(Records from a collection)
..............................

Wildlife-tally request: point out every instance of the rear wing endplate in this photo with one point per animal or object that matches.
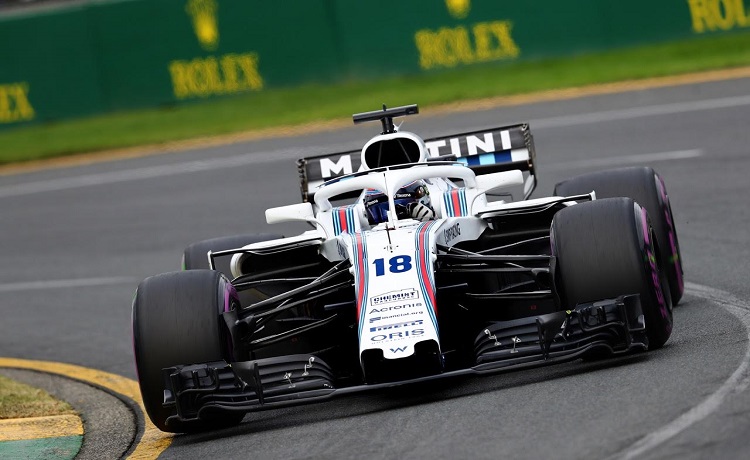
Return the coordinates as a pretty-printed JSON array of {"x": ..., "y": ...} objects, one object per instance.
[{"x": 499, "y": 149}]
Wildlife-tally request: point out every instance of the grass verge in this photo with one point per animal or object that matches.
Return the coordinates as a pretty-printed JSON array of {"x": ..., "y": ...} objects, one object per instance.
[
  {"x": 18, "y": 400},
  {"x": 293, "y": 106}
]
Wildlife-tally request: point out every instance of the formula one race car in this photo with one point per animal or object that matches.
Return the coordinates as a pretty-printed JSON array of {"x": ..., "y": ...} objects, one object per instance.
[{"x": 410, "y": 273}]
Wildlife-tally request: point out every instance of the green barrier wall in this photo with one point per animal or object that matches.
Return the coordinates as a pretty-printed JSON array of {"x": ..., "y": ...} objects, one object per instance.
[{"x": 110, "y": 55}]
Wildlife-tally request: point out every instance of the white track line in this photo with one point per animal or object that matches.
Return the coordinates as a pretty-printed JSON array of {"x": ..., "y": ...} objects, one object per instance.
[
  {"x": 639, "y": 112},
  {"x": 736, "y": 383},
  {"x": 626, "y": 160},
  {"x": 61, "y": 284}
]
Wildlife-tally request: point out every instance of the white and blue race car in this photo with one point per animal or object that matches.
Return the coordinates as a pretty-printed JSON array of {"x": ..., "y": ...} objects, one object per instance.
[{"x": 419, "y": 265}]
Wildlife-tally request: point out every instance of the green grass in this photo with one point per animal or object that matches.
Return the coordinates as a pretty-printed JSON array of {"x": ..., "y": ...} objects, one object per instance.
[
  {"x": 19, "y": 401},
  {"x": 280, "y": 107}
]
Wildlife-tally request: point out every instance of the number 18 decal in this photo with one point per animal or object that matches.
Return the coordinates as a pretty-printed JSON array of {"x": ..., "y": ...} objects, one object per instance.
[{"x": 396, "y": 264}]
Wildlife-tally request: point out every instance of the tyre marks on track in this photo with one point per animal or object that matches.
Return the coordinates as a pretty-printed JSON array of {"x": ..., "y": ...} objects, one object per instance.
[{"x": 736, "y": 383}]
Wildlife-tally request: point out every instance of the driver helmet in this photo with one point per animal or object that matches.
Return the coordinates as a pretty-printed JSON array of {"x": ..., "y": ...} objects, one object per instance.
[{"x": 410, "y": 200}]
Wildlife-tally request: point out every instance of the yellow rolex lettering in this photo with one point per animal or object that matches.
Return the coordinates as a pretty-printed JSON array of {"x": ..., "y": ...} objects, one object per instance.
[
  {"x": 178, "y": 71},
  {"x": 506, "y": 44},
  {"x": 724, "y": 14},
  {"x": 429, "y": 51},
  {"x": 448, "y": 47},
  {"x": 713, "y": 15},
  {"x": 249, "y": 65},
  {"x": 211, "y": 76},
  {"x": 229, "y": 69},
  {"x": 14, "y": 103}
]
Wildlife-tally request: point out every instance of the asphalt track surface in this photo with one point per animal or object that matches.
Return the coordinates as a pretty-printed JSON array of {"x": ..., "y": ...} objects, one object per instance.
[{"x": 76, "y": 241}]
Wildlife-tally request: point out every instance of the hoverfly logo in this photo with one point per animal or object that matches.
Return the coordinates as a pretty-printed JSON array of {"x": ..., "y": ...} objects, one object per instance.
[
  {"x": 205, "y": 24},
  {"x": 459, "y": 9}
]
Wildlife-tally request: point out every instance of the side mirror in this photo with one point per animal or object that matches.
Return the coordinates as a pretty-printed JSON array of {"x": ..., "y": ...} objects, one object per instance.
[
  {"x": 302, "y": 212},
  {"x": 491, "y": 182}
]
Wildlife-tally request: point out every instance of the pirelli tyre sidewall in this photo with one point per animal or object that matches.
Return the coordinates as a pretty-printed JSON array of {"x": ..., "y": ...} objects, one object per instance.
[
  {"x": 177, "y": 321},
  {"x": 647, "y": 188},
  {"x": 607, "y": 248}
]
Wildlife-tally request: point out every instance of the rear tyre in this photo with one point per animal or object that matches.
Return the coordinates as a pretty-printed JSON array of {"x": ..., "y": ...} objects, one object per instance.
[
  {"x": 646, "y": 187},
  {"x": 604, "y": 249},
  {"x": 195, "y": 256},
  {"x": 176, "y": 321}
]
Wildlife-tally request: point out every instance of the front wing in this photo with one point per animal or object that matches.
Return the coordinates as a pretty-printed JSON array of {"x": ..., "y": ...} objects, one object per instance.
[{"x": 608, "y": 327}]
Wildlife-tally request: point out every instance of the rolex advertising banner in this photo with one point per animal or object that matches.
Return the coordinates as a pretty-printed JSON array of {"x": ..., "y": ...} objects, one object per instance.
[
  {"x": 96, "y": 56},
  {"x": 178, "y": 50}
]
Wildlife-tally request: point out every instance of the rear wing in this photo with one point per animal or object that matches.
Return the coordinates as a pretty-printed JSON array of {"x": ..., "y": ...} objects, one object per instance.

..............................

TASK PROMPT
Copy all the records above exactly, but leave out the pictures.

ANSWER TO THIS PROBLEM
Wildlife-tally request: point out every instance of the rear wing endplate in this photo with one point per animal or object that matches.
Return the coordinates as a pretty-printed JSON array of {"x": ..., "y": ...} objects, one object per instance.
[{"x": 499, "y": 149}]
Wildlife-tally request: point out every instance of the grass verge in this photo with one point per animal or object that matches.
Return the coordinates as a pretty-printed JSON array of {"x": ..., "y": ...} objects, one object per instance.
[
  {"x": 18, "y": 400},
  {"x": 293, "y": 106}
]
Wildlife-tally request: point out every instance of the formula one race car in this photo with one point per animal or object that matches.
Return the coordinates as a pretty-printed JSON array of {"x": ..., "y": ...} objects, one object per instance.
[{"x": 410, "y": 273}]
Wildlife-tally request: point out every instance of the green barrier wall in this photo with one point per animal or object that matches.
Return the coordinates as a pretty-printed JSON array of {"x": ..., "y": ...} objects, one object per instance.
[{"x": 110, "y": 55}]
Wildlife-tally request: point out every instance of the white track line in this photo with one point per animal or object that matches.
Return the coordinates as a pretty-printed JSON array of {"x": ..., "y": ...} objects, one object per instance.
[
  {"x": 639, "y": 112},
  {"x": 736, "y": 383},
  {"x": 626, "y": 160},
  {"x": 61, "y": 284}
]
Wildlife-tally request: point out every instance of the white and blue race car in this photo with one point per animal or object that matches.
Return the coordinates as a pretty-printed JSON array of {"x": ..., "y": ...} objects, one object per instance.
[{"x": 419, "y": 265}]
Wildlife-tally request: point out every instance of the green grass in this photo with one point per animal or object that matches.
Return the coordinates as a pretty-printed JSON array of {"x": ..., "y": ...} objects, one object per instance.
[
  {"x": 19, "y": 401},
  {"x": 280, "y": 107}
]
Wildlife-tally request: point out every instance of the number 18 decal in this photo with one point per animal or object that matches.
Return the coordinates as a pretty-printed JSON array of {"x": ..., "y": ...} objects, one object per instance.
[{"x": 396, "y": 264}]
Wildlife-tally request: point out every instance of the tyre marks on track in this photo with one point per animal or object that matches.
Return the coordinates as a pretty-printed JSON array of {"x": ..., "y": ...} objects, one object per instance.
[{"x": 736, "y": 383}]
Wildlife-tally request: point out every instance of the driver helmet in this photo with one point per animal or object that matches.
Return the coordinates as a pretty-printed JSON array of {"x": ..., "y": ...} objects, one object per instance.
[{"x": 410, "y": 200}]
Wildlife-tally request: point out every instance of the yellow rolex lettering in this photo with one point per animal or object that matches.
Return the coordinates as a pretty-printed JSON array of {"x": ..., "y": ...} objects, one object per instance.
[
  {"x": 178, "y": 71},
  {"x": 506, "y": 44},
  {"x": 724, "y": 14},
  {"x": 429, "y": 51},
  {"x": 448, "y": 47},
  {"x": 713, "y": 15},
  {"x": 249, "y": 65},
  {"x": 211, "y": 76},
  {"x": 229, "y": 69},
  {"x": 14, "y": 103}
]
Wildlife-tally request: point out every instance of the asphalt track surface in this photo with one point per animal or object that matches.
Return the coordinates as a pretty-printed JSON array of {"x": ..., "y": ...} objects, one object per instance.
[{"x": 76, "y": 241}]
Wildlife-tally request: point out every instance of the hoverfly logo in this photo with one point per animal or object that matches.
Return the coordinates as a pretty-printed JSON array of {"x": ..., "y": ...} objects, one object per instance.
[
  {"x": 205, "y": 24},
  {"x": 459, "y": 9}
]
Wildlife-tally request: point out every instance of the side mirror in this photo with one point per animal or object that matches.
Return the coordinates as a pretty-printed JSON array of {"x": ..., "y": ...} objects, one object per instance.
[
  {"x": 302, "y": 212},
  {"x": 491, "y": 182}
]
Wildlife-tally request: point out every instance of the pirelli tyre sidewall in this photo with one point per animal or object that matches.
Return the coordinates as a pretty-printed JSON array of {"x": ..., "y": ...} objects, one object per instance.
[
  {"x": 177, "y": 321},
  {"x": 647, "y": 188},
  {"x": 607, "y": 248}
]
Wildlife-tally request: point out every instance of the rear tyre in this photo with one point per animal or object that matches.
Return the coordinates as a pretty-printed JSON array of {"x": ..., "y": ...} objects, one object per instance.
[
  {"x": 646, "y": 187},
  {"x": 604, "y": 249},
  {"x": 195, "y": 256},
  {"x": 176, "y": 321}
]
Wildlife-tally request: point out every instance of the front wing in this photo with one point per animal or object that matches.
Return the coordinates as a pretty-printed JSON array of {"x": ..., "y": ...} objects, one object per instance.
[{"x": 608, "y": 327}]
Wildlife-tally request: point out every instance of the rolex advertising banner in this photo with one point per animal or object that matches.
Return the coordinates as a pretty-printed JSON array of {"x": ..., "y": ...} objects, one object per instance.
[
  {"x": 96, "y": 56},
  {"x": 178, "y": 50}
]
Wildlife-tally request: point out every instance of the rear wing in this photo with one point per animal or object that matches.
Return the coordinates as a pretty-printed JSON array of {"x": ..., "y": ...} objects, one object per instance.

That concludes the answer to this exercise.